*Selected extract:*
■ ■ ■ ■ ■ ■ ■

Medicare AdvantageSeptember 24, 2024
Prior authorization requirement changes
Effective February 1, 2025
Effective February 1, 2025, prior authorization (PA) requirements will change for the following code(s). The medical code(s) listed below will require PA by BMA for Medicare Advantage members. Federal and state law, as well as state contract language and Centers for Medicare & Medicaid Services guidelines, including definitions and specific contract provisions/exclusions, take precedence over these precertification rules and must be considered first when determining coverage. Non-compliance with new requirements may result in denied claims.
Prior authorization requirements will be added for the following code(s):
Code | Code description |
0456U | Autoimmune (rheumatoid arthritis), next-generation sequencing (NGS), gene expression testing of 19 genes, whole blood, with analysis of anti-cyclic citrullinated peptides (CCP) levels, combined with sex, patient global assessment, and body mass index (BMI), algorithm reported as a score that predicts nonresponse to tumor necrosis factor inhibitor (TNFi) therapy |
0459U | β-amyloid (Abeta42) and total tau (tTau), electrochemiluminescent immunoassay (ECLIA), cerebral spinal fluid, ratio reported as positive or negative for amyloid pathology |
0468U | Hepatology (nonalcoholic steatohepatitis [NASH]), miR-34a5p, alpha 2-macroglobulin, YKL40, HbA1c, serum and whole blood, algorithm reported as a single score for NASH activity and fibrosis |
J0687 | Injection, cefazolin sodium (WG Critical Care), not therapeutically equivalent to J0690, 500 mg |
J0688 | Injection, cefazolin sodium (hikma), not therapeutically equivalent to j0690, 500 mg |
J0689 | Injection, cefazolin sodium (baxter), not therapeutically equivalent to j0690, 500 mg |
J0744 | Injection, ciprofloxacin for intravenous infusion, 200 mg |
J2183 | Injection, meropenem (WG Critical Care), not therapeutically equivalent to J2185, 100 mg |
J2184 | Injection, meropenem (B. Braun), not therapeutically equivalent to J2185, 100 mg |
J2281 | Injection, moxifloxacin (Fresenius Kabi), not therapeutically equivalent to J2280, 100 mg |
Not all PA requirements are listed here. Detailed PA requirements are available to providers on provider.bluemedadv.com on the Resources tab or for contracted providers by accessing Availity.com. Providers may also call Provider Services at the number on the back of the patient’s member ID card for assistance with PA requirements.

■ ■ ■ ■ ■ ■ ■

*Using the information:*
**A.** From the prior authorization notice, list each distinct manufacturer named in parentheses in the injection code descriptions.
**B.** Render this sentence from the prior authorization notice in Spanish: "Non-compliance with new requirements may result in denied claims."
**C.** According to the prior authorization notice, which website can contracted providers use to see detailed PA requirements?

■ ■ ■ ■ ■ ■ ■

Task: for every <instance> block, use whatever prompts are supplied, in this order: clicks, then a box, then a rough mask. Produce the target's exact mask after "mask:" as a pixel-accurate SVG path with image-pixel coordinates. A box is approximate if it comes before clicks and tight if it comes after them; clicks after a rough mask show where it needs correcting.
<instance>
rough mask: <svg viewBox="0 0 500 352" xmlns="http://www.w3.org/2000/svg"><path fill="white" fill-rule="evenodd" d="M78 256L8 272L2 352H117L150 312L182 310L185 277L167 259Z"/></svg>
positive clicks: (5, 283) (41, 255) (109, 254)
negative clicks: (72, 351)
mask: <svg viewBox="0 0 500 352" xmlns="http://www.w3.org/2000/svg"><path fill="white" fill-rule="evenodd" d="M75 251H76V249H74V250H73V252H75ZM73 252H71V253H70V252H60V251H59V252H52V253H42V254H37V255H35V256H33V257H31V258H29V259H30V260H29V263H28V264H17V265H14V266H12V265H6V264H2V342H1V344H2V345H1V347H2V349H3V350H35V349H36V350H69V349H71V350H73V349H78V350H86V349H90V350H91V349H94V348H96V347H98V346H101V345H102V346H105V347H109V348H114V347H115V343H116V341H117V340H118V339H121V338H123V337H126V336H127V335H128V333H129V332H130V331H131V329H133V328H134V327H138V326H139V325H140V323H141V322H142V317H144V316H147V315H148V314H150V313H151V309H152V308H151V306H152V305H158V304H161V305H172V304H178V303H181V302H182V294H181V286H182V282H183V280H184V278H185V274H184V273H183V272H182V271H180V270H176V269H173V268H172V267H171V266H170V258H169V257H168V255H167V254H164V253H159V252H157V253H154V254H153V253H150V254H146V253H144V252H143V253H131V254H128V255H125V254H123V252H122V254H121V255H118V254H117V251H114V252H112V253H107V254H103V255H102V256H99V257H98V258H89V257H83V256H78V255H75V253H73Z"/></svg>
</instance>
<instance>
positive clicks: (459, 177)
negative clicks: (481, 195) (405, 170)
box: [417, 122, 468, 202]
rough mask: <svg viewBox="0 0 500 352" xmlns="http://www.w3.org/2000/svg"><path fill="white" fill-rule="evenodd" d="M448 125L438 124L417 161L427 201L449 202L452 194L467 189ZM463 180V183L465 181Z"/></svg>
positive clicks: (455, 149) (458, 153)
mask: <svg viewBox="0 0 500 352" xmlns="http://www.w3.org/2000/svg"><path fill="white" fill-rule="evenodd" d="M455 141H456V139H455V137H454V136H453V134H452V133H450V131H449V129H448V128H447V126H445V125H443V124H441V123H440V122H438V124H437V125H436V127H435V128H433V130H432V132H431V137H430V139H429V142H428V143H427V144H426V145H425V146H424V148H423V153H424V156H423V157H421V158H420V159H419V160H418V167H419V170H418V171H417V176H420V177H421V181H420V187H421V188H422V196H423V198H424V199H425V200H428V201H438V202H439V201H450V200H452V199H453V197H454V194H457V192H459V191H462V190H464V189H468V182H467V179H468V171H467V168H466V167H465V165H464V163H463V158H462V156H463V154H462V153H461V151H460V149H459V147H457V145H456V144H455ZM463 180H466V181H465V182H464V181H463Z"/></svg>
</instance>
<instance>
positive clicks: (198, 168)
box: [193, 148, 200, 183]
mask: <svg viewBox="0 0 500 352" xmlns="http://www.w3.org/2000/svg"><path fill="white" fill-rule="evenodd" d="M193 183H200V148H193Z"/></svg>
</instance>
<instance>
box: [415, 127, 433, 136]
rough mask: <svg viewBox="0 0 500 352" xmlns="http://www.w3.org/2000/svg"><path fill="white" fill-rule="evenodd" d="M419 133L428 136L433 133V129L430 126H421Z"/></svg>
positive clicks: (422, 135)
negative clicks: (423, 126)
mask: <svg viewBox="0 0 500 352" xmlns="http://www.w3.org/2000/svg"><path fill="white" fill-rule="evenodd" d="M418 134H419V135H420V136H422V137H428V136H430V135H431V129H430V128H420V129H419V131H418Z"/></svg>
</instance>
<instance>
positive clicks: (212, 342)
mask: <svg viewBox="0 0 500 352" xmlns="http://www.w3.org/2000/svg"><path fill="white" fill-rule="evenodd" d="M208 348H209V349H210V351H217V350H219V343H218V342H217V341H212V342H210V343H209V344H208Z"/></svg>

■ ■ ■ ■ ■ ■ ■

*Answers given:*
**A.** WG Critical Care, hikma, baxter, B. Braun, Fresenius Kabi

**B.** El incumplimiento de los nuevos requisitos puede dar lugar a la denegación de reclamaciones.

**C.** Availity.com